Return, word for word, the part of the text on Vincenzo Serrentino between "After the invasion" and "carried out immediately.", inclusive.

*** QUOTED PASSAGE

Italian politician (1897–1947)

Vincenzo Serrentino (19 September 1897 - 15 May 1947) was an Italian Fascist politician and civil servant, prefect of the Province of Zara from November 1943 to October 1944.

==Life and career==

Vincenzo Serrentino was born in Rosolini, in the province of Syracuse, on September 19, 1897. He attended the Military Academy of Modena, graduating as infantry second lieutenant in 1916. He participated in the First World War from 1916 to 1918, initially fighting on the Western Front, where he was awarded the Croix de Guerre, and being later transferred to the Italian front, where he was involved in the training of Serbian troops, for which he would be later awarded the Order of St. Sava by the Kingdom of the Serbs, Croats and Slovenes. On November 19, 1918, he landed in Dalmatia, which had been occupied by Italian troops following the Armistice of Villa Giusti and in view of the annexation to Italy as agreed in the London Pact. Here he worked until April 1919 in Muć, Drniš and Šibenik, later moving to Zara by order of Vice Admiral Enrico Millo, Governor of Dalmatia, where Serrentino held the position of head of the passport office.

Here he remained until he was discharged from the Army in 1921, marrying a girl from Zara with whom he had three children, and then working as a trade unionist in the newly formed Province of Zara. In the early 1920s he was among the main leaders of the Zara section of the Italian Fasces of Combat and joined the Volunteer Militia for National Security (MVSN), reaching the rank of primo seniore (lieutenant colonel) by 1940. In 1939, he assumed command of the anti-aircraft defense of Zara.

After the invasion of Yugoslavia in April 1941, Serrentino became one of the judges of the Extraordinary Tribunal for Dalmatia, established by Giuseppe Bastianini within the Governorate of Dalmatia to fight the Yugoslav partisan movement. In thirteen days, the court presided over four trials held without any guarantee for the defendants. This resulted in 35 death sentences, which were carried out immediately.

******
*** DATASET CONTENT

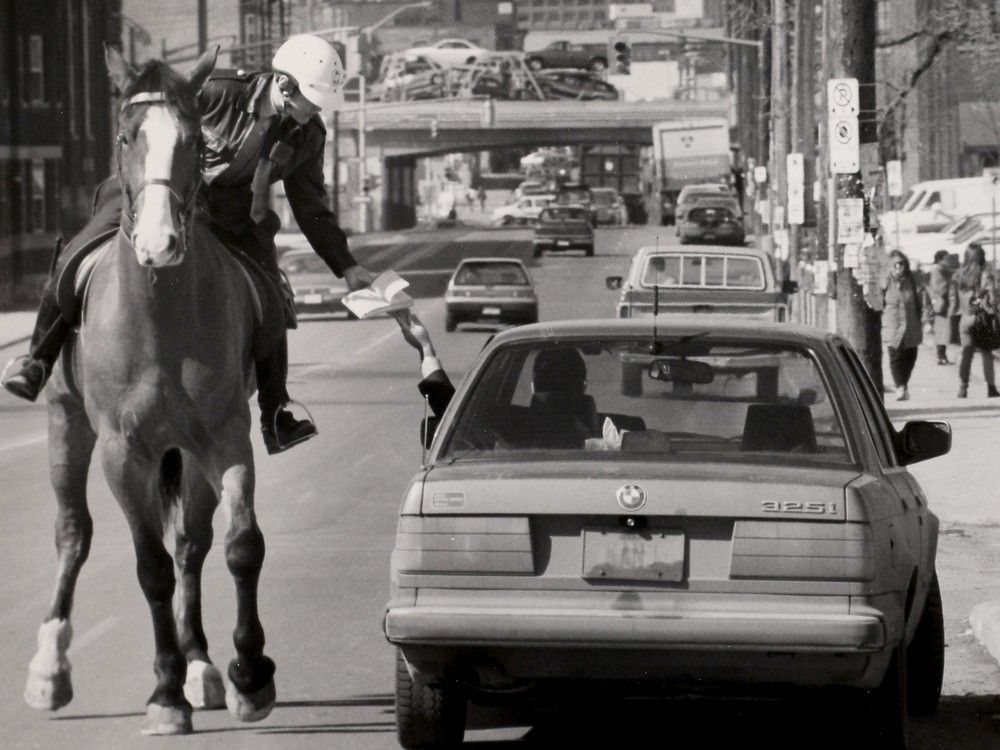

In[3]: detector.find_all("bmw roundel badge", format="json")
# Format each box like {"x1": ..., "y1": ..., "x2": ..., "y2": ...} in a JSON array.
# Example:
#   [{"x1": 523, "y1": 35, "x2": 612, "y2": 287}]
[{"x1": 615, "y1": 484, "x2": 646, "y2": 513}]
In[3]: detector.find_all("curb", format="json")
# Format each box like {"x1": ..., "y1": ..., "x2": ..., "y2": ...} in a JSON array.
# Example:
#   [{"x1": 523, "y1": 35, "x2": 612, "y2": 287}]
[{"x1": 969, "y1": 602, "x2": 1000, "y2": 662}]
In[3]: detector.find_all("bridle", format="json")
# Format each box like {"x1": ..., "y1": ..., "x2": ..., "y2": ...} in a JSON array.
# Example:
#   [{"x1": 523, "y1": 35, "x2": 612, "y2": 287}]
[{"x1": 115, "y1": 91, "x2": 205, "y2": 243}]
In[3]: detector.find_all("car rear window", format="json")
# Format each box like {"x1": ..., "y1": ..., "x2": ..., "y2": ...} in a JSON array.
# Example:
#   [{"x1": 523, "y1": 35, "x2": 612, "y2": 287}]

******

- _SOLUTION TO THE PROBLEM_
After the invasion of Yugoslavia in April 1941, Serrentino became one of the judges of the Extraordinary Tribunal for Dalmatia, established by Giuseppe Bastianini within the Governorate of Dalmatia to fight the Yugoslav partisan movement. In thirteen days, the court presided over four trials held without any guarantee for the defendants. This resulted in 35 death sentences, which were carried out immediately.